Directions for this task: Update the listing from the line with "# draw the outline of every instance of the red" to the line with "100], [499, 152]]" by changing "red shirt" to "green shirt" and leaving everything else as it is. Return only those lines.

Region labeling entries
※

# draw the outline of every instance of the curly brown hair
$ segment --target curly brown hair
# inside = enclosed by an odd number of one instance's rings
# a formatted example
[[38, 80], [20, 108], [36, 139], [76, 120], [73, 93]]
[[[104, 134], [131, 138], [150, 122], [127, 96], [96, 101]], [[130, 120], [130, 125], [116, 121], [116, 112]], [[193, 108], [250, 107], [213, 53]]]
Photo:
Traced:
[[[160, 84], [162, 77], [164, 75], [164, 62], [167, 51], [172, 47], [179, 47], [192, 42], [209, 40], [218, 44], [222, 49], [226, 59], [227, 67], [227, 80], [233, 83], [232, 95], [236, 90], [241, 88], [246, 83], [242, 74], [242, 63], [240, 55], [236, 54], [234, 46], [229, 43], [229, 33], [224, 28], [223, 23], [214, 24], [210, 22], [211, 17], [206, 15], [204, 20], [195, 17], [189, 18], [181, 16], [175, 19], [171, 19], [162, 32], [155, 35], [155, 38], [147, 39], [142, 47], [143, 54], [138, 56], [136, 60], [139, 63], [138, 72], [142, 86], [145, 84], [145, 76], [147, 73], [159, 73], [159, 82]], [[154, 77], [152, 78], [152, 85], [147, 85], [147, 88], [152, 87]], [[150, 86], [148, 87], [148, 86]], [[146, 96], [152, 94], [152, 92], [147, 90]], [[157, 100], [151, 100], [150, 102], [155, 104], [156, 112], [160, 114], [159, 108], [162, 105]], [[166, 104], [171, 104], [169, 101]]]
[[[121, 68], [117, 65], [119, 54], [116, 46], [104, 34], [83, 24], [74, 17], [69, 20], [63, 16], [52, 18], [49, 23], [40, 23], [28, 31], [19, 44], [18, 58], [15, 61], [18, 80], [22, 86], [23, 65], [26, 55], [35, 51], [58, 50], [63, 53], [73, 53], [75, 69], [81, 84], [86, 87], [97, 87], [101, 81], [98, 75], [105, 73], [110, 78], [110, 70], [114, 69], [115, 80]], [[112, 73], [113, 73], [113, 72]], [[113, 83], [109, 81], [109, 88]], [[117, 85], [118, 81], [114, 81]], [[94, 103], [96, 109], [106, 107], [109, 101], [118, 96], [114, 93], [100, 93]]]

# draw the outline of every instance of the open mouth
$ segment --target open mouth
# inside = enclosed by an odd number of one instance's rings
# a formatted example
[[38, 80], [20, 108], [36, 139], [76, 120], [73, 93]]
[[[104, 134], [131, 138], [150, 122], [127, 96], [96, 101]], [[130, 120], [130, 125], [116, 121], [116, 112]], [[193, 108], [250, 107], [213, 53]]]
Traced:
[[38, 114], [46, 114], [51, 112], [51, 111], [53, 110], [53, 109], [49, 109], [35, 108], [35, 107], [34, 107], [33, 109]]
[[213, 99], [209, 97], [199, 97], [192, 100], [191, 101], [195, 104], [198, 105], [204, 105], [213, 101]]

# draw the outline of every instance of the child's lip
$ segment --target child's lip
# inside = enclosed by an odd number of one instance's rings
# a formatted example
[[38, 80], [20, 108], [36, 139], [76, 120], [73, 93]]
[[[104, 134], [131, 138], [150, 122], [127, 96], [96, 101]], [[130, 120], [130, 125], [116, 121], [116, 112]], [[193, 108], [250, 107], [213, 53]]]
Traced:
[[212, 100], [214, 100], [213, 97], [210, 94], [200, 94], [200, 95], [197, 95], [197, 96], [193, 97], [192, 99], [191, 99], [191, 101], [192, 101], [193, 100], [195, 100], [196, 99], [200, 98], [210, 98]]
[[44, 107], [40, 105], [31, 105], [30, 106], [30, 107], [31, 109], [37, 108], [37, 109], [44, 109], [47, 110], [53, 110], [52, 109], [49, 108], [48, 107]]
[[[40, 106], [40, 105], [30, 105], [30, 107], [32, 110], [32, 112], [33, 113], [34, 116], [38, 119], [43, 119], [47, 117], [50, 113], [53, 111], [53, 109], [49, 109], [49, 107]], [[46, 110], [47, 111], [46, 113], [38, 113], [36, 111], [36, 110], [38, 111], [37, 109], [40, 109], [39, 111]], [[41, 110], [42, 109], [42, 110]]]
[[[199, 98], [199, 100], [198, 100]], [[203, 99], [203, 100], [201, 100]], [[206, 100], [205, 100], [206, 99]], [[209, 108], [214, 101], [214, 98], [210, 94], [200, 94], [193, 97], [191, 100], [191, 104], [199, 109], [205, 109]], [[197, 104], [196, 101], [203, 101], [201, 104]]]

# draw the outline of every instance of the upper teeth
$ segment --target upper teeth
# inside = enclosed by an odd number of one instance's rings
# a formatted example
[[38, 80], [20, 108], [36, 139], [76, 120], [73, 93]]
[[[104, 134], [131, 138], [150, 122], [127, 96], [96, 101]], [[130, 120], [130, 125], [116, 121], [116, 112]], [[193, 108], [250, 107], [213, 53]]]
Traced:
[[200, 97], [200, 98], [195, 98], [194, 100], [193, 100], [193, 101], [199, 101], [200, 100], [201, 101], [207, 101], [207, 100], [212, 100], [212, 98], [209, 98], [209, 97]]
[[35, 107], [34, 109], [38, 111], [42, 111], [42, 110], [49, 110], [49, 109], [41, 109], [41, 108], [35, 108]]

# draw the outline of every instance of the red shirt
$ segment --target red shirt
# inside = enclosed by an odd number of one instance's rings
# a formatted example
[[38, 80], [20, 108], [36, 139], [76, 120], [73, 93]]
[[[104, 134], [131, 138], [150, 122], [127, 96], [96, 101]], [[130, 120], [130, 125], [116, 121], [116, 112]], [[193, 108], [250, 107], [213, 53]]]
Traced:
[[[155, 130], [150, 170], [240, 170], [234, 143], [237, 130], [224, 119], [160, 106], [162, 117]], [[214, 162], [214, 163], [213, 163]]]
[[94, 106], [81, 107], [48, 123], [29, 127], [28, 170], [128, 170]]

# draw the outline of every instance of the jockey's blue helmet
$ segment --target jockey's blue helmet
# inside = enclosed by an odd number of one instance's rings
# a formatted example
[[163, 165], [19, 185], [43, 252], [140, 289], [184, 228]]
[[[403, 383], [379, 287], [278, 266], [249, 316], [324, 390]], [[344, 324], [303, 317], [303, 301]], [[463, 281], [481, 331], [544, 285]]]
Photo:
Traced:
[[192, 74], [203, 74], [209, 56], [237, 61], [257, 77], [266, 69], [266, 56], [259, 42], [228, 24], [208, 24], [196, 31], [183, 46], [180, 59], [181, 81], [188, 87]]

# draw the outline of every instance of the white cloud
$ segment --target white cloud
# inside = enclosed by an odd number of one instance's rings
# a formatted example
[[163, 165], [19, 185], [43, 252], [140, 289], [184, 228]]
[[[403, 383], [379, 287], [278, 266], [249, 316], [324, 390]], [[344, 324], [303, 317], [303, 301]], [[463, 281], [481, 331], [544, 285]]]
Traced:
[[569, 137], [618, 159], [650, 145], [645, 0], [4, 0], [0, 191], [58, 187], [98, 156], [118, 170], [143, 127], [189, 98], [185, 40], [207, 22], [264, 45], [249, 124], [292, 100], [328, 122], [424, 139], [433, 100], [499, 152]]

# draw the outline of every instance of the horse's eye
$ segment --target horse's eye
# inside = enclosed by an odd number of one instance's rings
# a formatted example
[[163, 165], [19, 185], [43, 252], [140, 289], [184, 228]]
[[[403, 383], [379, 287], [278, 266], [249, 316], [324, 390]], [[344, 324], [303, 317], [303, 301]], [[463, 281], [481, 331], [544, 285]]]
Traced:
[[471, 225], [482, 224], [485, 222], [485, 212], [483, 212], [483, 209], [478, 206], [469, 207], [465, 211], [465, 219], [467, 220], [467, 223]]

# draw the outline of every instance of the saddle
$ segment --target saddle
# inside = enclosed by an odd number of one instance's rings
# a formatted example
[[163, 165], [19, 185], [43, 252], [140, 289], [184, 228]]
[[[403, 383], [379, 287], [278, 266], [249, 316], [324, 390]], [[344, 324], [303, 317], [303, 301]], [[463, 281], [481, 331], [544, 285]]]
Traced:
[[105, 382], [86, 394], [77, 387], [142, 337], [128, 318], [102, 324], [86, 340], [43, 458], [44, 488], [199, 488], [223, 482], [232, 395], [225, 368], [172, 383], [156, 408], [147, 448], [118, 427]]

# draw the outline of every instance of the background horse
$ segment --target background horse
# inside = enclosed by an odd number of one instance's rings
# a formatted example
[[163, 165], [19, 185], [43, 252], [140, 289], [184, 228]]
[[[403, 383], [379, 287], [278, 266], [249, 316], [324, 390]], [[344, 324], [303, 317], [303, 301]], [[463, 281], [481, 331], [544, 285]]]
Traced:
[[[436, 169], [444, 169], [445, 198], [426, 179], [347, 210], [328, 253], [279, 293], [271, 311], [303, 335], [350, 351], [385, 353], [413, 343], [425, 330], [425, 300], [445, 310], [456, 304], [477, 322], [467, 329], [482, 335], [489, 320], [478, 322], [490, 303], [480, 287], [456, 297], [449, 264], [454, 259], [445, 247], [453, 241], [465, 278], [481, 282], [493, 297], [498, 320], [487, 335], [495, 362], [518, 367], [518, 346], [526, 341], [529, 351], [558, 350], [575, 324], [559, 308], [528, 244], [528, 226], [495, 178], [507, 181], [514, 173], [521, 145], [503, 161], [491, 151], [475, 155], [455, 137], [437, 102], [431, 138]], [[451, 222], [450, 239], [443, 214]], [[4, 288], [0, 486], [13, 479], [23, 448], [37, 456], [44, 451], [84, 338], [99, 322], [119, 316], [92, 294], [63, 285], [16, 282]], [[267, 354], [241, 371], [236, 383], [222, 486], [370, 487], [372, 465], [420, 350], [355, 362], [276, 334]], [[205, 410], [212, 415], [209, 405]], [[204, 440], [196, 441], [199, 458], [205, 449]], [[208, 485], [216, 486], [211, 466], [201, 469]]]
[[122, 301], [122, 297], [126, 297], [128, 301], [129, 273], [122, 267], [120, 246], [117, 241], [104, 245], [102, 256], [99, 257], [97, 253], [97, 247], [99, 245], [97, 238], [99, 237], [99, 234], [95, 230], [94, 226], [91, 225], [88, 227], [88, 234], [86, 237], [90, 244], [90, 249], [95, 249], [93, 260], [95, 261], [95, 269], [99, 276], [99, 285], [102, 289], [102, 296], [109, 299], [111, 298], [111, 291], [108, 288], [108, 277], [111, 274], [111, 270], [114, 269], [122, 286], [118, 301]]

※

Written solution:
# draw the outline of every instance of the green shirt
$ segment --target green shirt
# inside = enclosed by an odd number of one instance's rings
# a formatted example
[[38, 80], [20, 108], [36, 139], [76, 120], [73, 93]]
[[[104, 134], [131, 138], [150, 122], [127, 96], [96, 101]], [[130, 120], [130, 125], [116, 121], [116, 112]], [[193, 108], [250, 107], [213, 53]]]
Traced:
[[[155, 130], [150, 170], [240, 170], [234, 143], [237, 130], [224, 119], [160, 106], [162, 117]], [[214, 162], [214, 163], [213, 163]]]
[[94, 106], [81, 107], [48, 123], [29, 127], [28, 170], [128, 170]]

# draw the outline of every instance of the jockey's blue helmet
$ segment --target jockey's blue helmet
# inside = enclosed by an odd number of one instance's rings
# a formatted example
[[163, 165], [19, 185], [43, 252], [140, 289], [184, 228]]
[[[403, 383], [379, 287], [278, 266], [249, 316], [324, 390]], [[344, 324], [303, 317], [303, 301]], [[463, 281], [481, 331], [544, 285]]]
Photo:
Traced:
[[192, 74], [203, 74], [209, 56], [237, 61], [257, 77], [266, 69], [266, 56], [259, 42], [228, 24], [208, 24], [196, 31], [183, 46], [180, 59], [181, 81], [188, 87]]

# draw the outline of every instance of the white cloud
$ segment --target white cloud
# inside = enclosed by an odd number of one instance's rings
# a formatted example
[[163, 165], [19, 185], [43, 252], [140, 289], [184, 228]]
[[[403, 383], [379, 287], [278, 266], [249, 316], [324, 390]], [[344, 324], [303, 317], [303, 301]], [[463, 281], [481, 331], [544, 285]]]
Traced:
[[569, 137], [618, 159], [650, 145], [645, 0], [4, 0], [0, 191], [58, 187], [98, 156], [118, 170], [143, 127], [189, 98], [185, 40], [207, 22], [264, 45], [249, 124], [292, 100], [328, 122], [424, 139], [433, 100], [499, 152]]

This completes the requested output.